*** LISTED RECORDS ***

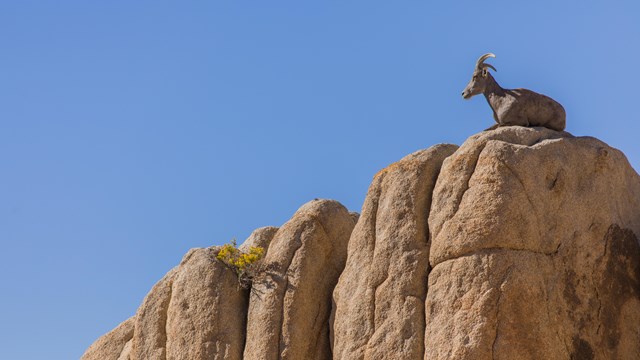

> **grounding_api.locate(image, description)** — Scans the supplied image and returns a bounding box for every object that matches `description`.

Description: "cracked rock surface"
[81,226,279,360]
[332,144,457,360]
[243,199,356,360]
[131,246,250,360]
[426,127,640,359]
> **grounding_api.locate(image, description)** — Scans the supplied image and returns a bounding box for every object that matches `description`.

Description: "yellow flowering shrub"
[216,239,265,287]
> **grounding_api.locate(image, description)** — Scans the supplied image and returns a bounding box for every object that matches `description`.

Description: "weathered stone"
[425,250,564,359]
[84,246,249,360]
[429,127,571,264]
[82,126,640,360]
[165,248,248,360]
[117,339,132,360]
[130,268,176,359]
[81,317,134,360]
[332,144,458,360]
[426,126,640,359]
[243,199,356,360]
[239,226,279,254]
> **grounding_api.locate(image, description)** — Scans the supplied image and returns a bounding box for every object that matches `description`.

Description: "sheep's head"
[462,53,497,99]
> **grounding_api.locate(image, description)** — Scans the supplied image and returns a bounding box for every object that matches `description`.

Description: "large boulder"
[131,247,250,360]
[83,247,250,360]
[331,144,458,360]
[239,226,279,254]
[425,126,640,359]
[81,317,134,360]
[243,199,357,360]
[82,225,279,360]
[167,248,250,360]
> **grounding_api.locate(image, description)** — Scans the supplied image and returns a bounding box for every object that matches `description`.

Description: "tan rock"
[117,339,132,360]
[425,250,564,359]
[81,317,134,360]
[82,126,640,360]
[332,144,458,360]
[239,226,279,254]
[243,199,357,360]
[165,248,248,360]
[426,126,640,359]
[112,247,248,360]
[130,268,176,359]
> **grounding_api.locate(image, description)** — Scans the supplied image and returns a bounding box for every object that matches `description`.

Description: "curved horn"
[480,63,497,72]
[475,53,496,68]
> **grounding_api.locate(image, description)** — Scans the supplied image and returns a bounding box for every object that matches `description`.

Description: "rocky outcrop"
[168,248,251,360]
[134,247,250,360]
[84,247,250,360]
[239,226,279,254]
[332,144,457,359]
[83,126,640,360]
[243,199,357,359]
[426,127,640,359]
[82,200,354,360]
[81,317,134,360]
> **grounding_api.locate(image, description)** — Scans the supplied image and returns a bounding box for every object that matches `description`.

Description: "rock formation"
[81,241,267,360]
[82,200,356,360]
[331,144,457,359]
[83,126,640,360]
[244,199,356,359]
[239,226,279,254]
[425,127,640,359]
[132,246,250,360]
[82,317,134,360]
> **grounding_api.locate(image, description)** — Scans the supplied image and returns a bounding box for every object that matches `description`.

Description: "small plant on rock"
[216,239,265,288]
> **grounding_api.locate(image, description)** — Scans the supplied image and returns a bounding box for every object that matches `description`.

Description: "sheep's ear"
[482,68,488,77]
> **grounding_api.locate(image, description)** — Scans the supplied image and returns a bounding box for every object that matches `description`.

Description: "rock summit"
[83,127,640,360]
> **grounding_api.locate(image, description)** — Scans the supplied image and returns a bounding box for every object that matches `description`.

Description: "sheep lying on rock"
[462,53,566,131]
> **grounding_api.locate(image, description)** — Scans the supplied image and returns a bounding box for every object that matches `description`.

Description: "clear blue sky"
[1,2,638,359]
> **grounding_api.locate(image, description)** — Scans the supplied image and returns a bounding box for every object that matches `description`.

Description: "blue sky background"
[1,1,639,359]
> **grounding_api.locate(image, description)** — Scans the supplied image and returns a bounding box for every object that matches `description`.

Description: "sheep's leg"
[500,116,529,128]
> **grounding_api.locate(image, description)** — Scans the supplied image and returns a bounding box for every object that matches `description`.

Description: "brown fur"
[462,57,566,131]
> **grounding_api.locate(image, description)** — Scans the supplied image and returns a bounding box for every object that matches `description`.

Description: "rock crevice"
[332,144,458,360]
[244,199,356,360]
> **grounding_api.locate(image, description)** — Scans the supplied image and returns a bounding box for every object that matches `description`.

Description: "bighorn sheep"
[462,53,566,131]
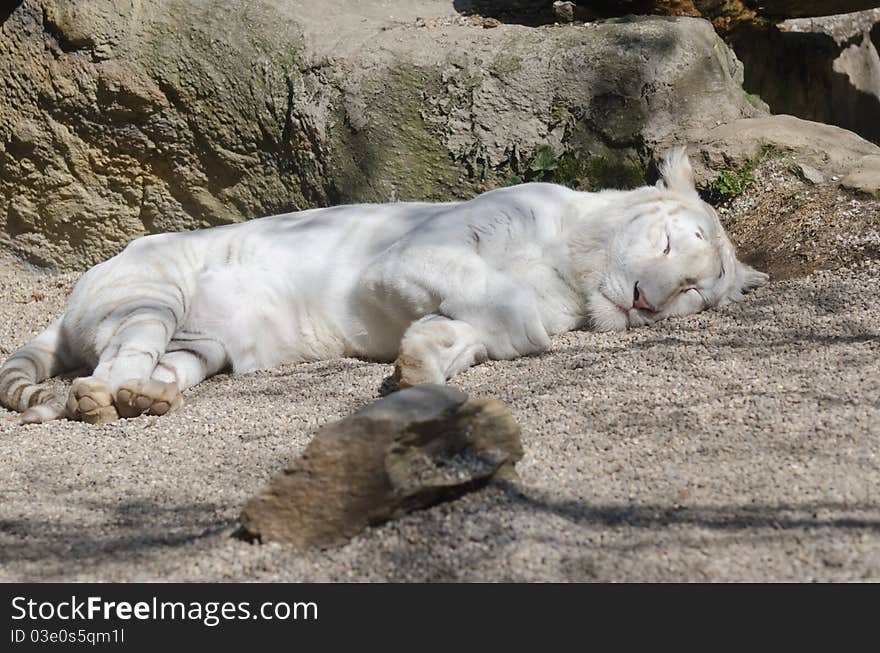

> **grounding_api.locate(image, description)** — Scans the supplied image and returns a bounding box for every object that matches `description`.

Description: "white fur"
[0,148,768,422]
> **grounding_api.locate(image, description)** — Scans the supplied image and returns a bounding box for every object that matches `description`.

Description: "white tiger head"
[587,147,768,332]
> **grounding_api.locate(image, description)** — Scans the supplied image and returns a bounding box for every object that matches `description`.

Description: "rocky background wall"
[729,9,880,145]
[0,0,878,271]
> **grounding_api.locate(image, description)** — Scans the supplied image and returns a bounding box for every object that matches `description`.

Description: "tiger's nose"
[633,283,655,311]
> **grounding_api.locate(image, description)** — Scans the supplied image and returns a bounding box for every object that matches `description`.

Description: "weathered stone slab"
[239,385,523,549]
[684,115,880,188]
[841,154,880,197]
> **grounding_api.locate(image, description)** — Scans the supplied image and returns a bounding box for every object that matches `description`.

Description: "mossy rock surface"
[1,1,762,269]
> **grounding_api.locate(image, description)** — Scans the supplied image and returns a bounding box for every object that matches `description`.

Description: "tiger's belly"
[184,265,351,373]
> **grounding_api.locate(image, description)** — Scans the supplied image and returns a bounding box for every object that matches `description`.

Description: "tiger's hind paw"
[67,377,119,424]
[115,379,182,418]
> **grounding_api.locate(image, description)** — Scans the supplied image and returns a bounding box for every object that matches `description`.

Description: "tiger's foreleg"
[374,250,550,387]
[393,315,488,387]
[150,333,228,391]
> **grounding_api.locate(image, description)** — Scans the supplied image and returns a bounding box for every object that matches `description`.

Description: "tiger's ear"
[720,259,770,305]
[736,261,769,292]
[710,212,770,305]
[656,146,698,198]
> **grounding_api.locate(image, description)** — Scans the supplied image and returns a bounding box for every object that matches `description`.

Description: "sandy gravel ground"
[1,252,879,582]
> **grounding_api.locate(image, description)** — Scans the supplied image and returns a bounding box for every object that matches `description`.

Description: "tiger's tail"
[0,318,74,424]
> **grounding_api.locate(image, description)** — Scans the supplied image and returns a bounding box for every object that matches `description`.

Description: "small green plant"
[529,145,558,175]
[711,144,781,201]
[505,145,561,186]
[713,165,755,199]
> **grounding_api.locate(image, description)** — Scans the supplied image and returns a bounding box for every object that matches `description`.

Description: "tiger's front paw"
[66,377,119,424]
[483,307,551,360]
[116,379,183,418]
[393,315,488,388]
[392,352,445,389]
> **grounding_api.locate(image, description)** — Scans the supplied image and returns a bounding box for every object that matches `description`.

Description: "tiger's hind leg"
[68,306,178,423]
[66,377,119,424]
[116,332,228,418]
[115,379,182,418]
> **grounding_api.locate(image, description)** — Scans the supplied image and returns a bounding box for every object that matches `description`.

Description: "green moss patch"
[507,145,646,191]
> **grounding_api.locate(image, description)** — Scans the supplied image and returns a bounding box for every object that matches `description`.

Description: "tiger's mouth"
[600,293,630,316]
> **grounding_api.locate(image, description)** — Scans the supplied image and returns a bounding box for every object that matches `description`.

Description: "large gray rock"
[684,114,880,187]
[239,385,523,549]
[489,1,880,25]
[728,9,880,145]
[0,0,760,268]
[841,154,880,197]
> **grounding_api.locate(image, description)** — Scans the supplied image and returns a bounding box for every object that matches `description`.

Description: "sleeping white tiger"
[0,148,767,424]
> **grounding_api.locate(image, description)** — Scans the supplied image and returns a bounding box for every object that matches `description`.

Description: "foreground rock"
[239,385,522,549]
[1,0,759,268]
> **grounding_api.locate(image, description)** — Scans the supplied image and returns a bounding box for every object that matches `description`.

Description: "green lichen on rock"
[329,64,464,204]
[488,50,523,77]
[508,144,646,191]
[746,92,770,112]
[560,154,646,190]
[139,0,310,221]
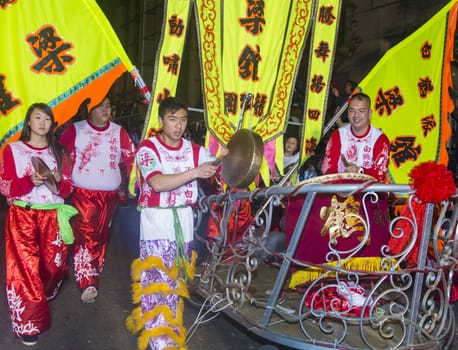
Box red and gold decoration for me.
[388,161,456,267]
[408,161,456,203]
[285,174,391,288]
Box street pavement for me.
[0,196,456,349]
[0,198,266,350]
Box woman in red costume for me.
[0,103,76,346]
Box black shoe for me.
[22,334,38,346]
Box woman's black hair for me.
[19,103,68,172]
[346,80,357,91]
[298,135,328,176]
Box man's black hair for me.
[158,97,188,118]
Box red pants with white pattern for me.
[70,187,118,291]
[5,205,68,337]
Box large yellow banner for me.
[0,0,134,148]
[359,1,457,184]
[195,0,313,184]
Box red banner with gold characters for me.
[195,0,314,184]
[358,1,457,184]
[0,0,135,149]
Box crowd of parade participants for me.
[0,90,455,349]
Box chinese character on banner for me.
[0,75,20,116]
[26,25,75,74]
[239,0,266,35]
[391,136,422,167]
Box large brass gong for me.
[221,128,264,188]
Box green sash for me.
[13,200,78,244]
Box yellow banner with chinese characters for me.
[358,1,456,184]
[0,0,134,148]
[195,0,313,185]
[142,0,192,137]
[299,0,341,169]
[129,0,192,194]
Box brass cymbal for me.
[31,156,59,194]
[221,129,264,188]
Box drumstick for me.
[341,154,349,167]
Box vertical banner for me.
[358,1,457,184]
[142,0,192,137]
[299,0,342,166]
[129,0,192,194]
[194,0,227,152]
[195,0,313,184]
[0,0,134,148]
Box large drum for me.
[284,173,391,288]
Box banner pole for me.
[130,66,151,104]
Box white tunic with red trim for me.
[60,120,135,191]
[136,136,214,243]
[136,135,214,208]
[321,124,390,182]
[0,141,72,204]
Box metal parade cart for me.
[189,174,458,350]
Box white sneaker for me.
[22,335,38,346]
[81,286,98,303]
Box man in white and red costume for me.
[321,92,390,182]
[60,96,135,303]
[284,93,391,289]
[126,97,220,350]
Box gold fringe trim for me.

*** End of LISTED RECORDS ***

WHAT IS BEING ASKED:
Only the lines from the one with "Box metal parade cart for me." through the last line of the material above are to be duplicated, exactly and with both ends kept.

ANSWER BOX:
Box metal parade cart for me.
[189,174,458,350]
Box white sneaker for me.
[22,335,38,346]
[81,286,98,303]
Box man in white and red costume for me.
[321,92,390,182]
[60,96,135,303]
[284,93,391,289]
[126,97,220,350]
Box gold fringe trim for me.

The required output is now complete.